● **GIVEN EXERCISE A**
In the nursing home caregiving piece, about how many people are estimated to care for a chronically ill, disabled or aged family member or friend in a given year?
● **GIVEN EXERCISE B**
Shorten the paragraph of the nursing home caregiving piece that starts "Bette Davis said" while keeping its main facts.

● **GIVEN TEXT**
The Knee Bone's Connected To ...
tsb

Such a face! Daddy Bones@ age 12, gracing the book's cover.

 

 How to Keep Your Sanity Intact When a Loved One Needs a Nursing Home  

It’s estimated that more than 50 million people provide care for a chronically ill, disabled or aged family member or friend during any given year.

Studies show that extremely stressed caregivers can age or die prematurely. 

“Bette Davis said ‘old age is no place for sissies,’ but caring for an older loved one isn’t for the feint of heart, either,” says Bones. “I loved my dad and we were very close, but the strain of ‘putting’ him in a nursing home was so overwhelming for all of us that I felt like I was on the edge of a nervous breakdown.”

Becoming aware of some of the don’ts” of long-term care can make daily life easier for nursing home residents and for their family caretakers,” she notes.

● **EXTRACTED ENTRIES**
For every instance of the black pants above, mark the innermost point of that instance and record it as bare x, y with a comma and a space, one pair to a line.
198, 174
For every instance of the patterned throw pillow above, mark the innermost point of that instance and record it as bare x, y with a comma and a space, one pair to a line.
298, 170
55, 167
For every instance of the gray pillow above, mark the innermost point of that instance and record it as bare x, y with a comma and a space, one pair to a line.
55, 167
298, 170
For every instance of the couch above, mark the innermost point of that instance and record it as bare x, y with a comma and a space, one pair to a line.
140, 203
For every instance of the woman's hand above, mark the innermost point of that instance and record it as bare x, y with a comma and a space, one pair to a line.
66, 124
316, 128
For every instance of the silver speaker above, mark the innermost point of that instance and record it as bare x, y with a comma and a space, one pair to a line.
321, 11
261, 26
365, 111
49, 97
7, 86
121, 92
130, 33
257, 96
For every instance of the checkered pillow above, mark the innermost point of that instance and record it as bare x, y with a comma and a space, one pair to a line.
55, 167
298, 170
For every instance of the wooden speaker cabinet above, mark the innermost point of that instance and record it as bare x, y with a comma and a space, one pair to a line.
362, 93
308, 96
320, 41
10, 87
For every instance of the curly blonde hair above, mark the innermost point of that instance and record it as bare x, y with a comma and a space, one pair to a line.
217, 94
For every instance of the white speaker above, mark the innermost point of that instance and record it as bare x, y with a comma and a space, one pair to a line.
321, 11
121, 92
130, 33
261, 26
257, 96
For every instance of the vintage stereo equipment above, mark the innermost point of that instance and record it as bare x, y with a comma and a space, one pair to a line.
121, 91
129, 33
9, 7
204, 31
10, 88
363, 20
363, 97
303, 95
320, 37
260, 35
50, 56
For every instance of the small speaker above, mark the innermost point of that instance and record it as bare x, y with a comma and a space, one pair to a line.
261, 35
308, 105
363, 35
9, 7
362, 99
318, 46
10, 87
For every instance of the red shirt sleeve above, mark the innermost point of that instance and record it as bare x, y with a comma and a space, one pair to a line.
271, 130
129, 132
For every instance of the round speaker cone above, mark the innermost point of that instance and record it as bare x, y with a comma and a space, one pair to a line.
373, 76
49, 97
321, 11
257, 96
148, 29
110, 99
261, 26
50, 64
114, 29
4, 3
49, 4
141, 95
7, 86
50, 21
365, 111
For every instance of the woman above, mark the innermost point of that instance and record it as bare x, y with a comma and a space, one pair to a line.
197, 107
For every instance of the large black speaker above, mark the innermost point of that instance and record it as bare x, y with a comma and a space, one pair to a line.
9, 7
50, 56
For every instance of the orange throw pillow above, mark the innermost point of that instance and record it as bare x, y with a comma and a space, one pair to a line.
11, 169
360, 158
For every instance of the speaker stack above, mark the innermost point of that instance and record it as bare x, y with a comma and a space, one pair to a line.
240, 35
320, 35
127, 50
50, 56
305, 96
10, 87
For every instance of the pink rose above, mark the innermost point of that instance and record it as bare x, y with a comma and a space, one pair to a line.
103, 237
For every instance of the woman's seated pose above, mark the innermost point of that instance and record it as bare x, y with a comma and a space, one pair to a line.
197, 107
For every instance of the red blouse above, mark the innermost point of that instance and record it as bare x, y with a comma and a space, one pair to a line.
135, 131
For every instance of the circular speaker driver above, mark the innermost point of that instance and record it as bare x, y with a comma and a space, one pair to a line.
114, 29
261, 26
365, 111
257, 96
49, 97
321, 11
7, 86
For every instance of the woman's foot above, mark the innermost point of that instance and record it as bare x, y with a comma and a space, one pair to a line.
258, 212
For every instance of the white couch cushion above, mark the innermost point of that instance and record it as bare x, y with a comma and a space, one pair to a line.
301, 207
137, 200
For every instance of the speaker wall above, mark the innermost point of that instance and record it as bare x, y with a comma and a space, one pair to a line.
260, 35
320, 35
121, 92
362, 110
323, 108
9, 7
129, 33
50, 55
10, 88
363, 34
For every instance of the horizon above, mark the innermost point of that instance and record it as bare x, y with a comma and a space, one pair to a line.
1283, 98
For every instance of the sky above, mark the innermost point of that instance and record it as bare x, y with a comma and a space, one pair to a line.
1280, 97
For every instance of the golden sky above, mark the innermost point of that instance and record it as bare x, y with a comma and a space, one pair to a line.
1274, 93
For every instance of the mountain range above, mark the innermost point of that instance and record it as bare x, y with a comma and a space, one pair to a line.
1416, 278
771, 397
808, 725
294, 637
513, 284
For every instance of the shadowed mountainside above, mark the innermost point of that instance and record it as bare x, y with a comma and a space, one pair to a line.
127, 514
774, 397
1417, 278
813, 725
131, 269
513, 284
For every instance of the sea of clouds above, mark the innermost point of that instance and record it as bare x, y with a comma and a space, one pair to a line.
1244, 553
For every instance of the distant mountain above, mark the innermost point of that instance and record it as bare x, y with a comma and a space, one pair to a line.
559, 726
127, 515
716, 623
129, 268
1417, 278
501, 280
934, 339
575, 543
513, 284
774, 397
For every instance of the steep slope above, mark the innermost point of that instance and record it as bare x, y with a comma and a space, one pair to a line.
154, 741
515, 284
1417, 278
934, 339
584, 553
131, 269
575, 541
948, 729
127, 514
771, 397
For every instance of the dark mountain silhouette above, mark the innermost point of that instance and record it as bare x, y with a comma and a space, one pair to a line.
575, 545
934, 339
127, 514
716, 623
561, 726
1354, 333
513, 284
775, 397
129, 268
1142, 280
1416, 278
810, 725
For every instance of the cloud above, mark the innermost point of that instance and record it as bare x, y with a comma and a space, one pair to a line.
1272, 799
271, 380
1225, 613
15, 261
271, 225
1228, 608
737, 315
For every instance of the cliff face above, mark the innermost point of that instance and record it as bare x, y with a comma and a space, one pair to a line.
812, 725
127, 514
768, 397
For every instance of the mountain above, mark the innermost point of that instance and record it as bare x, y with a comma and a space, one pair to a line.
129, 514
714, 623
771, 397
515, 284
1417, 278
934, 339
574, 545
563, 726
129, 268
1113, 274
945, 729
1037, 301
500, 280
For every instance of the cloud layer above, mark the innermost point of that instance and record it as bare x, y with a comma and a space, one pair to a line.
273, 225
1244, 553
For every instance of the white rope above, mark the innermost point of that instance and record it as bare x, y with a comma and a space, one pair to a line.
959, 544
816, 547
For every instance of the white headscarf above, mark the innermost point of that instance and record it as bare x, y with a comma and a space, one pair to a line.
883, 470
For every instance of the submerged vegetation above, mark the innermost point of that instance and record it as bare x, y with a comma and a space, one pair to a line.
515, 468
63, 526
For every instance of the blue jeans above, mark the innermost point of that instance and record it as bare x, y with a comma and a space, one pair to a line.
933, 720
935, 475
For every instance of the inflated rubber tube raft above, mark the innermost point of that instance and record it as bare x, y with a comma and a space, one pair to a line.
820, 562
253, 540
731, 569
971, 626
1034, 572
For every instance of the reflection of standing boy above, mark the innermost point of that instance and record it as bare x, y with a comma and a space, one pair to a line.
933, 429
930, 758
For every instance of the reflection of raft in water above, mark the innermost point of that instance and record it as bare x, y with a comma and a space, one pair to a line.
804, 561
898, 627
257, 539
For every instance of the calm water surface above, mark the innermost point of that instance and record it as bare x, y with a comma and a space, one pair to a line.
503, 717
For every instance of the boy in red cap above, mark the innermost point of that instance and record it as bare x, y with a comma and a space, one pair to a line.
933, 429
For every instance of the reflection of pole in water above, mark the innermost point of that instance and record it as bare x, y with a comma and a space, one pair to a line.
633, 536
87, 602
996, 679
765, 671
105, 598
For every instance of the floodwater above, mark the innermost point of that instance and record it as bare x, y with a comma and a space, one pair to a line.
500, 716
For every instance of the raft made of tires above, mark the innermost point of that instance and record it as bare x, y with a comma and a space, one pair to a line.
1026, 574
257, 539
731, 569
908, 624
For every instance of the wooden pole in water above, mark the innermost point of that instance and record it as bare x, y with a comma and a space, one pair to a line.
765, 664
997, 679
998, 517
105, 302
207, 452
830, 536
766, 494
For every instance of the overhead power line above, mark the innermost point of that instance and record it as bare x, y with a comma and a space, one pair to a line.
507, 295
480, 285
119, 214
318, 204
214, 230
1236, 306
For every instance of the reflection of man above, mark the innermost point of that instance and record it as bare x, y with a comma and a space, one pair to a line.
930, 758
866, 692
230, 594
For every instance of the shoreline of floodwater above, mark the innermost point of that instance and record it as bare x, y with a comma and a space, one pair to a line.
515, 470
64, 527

● **CORRECT ANSWER A**
More than 50 million people.

● **CORRECT ANSWER B**
Citing Bette Davis's remark that old age is no place for sissies, Bones says caring for an older loved one also takes courage. She loved her dad and they were very close, but placing him in a nursing home strained the whole family so much that she felt on the edge of a nervous breakdown.